The request ->
Please copy the data below line for line, leaving every character unchanged.

(Segmentation dataset records)
────────────────────────────────────────
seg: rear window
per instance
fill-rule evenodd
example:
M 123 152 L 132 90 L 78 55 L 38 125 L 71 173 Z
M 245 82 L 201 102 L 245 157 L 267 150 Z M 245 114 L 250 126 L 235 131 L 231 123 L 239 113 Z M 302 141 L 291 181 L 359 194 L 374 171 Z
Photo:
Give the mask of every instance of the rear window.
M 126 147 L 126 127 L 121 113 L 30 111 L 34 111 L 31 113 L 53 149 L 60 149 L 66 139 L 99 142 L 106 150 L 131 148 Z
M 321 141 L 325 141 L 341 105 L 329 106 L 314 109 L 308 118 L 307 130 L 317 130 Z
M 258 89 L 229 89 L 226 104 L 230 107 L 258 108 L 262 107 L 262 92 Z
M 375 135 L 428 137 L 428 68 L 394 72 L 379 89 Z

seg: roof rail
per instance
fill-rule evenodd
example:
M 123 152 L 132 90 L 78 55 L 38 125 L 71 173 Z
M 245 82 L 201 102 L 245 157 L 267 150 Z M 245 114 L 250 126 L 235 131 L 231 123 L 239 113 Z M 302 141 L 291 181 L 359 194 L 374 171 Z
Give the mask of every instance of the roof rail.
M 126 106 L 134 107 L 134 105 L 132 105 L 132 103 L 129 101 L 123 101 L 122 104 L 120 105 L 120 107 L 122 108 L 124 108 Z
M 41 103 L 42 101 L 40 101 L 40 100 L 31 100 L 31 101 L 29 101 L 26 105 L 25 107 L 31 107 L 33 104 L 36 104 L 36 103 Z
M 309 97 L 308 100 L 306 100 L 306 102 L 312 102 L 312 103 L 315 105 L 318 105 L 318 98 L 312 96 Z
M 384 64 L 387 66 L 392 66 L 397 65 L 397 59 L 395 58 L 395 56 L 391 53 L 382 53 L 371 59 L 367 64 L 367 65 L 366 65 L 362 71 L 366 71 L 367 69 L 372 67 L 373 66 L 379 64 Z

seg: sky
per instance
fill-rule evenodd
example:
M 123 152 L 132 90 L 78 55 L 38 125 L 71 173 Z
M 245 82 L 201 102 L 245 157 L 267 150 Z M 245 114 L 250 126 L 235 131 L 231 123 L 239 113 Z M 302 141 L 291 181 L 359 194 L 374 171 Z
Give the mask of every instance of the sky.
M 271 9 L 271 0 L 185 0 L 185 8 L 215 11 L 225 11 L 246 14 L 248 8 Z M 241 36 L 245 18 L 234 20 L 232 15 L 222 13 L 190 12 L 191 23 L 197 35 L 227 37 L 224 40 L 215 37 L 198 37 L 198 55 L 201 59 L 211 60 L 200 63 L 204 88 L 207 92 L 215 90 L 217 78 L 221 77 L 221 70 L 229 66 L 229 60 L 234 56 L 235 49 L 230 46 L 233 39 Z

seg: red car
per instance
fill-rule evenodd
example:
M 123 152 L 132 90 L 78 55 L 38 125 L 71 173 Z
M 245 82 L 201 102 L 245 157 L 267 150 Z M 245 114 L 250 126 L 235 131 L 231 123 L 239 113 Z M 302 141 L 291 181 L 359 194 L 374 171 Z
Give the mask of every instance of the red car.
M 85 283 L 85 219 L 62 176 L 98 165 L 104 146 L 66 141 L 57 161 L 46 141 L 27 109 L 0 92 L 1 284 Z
────────────────────────────────────────
Correct output ->
seg: rear window
per instance
fill-rule evenodd
example:
M 123 152 L 132 90 L 78 55 L 38 125 L 71 173 Z
M 245 82 L 201 102 L 245 157 L 267 150 Z M 245 114 L 250 126 L 235 131 L 231 123 L 239 113 Z M 302 141 L 291 181 L 359 194 L 374 171 Z
Photo:
Give the mask of every instance of the rear window.
M 126 147 L 126 127 L 121 113 L 30 111 L 34 111 L 31 113 L 53 149 L 60 149 L 66 139 L 99 142 L 106 150 L 131 148 Z
M 321 141 L 325 141 L 341 105 L 329 106 L 314 109 L 308 118 L 307 130 L 317 130 Z
M 258 89 L 229 89 L 226 104 L 230 107 L 258 108 L 262 107 L 262 92 Z
M 375 135 L 428 137 L 428 68 L 394 72 L 379 89 Z

seg: roof rail
per instance
fill-rule evenodd
example:
M 123 152 L 132 90 L 78 55 L 38 125 L 71 173 Z
M 245 82 L 201 102 L 245 157 L 267 150 Z M 245 114 L 250 126 L 235 131 L 231 123 L 239 113 Z M 302 141 L 291 181 L 359 194 L 374 171 Z
Give the mask of every instance of the roof rail.
M 126 106 L 134 107 L 134 105 L 132 105 L 132 103 L 129 101 L 123 101 L 122 104 L 120 105 L 120 107 L 122 108 L 124 108 Z
M 41 103 L 42 101 L 40 101 L 40 100 L 31 100 L 31 101 L 29 101 L 26 105 L 25 107 L 31 107 L 33 104 L 36 104 L 36 103 Z
M 309 97 L 308 100 L 306 100 L 306 102 L 312 102 L 312 103 L 315 105 L 318 105 L 318 98 L 312 96 Z
M 384 64 L 387 66 L 392 66 L 397 65 L 397 59 L 395 58 L 395 56 L 391 53 L 382 53 L 371 59 L 367 64 L 367 65 L 366 65 L 362 71 L 366 71 L 367 69 L 372 67 L 373 66 L 379 64 Z

seg: sky
per instance
fill-rule evenodd
example:
M 123 152 L 132 90 L 78 55 L 38 125 L 71 173 Z
M 245 82 L 201 102 L 245 157 L 267 150 Z M 245 114 L 250 126 L 235 131 L 231 123 L 239 113 Z M 302 141 L 291 181 L 359 194 L 374 171 Z
Give the mask of every instance of the sky.
M 271 9 L 271 0 L 185 0 L 185 8 L 215 11 L 225 11 L 246 14 L 248 8 Z M 241 36 L 245 18 L 234 20 L 232 15 L 222 13 L 190 12 L 191 23 L 197 35 L 227 37 L 224 40 L 215 37 L 198 37 L 198 55 L 201 59 L 211 60 L 200 63 L 204 88 L 207 92 L 215 90 L 217 78 L 221 77 L 221 70 L 229 66 L 229 60 L 234 56 L 235 49 L 230 46 L 233 39 Z

seg: red car
per instance
fill-rule evenodd
example:
M 123 152 L 132 90 L 78 55 L 38 125 L 71 173 Z
M 245 82 L 201 102 L 245 157 L 267 150 Z M 245 114 L 250 126 L 235 131 L 231 123 L 239 113 Z M 302 141 L 291 181 L 359 194 L 374 171 Z
Give the mask of every instance of the red car.
M 85 283 L 85 219 L 62 176 L 98 165 L 104 146 L 66 141 L 57 161 L 46 141 L 27 109 L 0 92 L 1 284 Z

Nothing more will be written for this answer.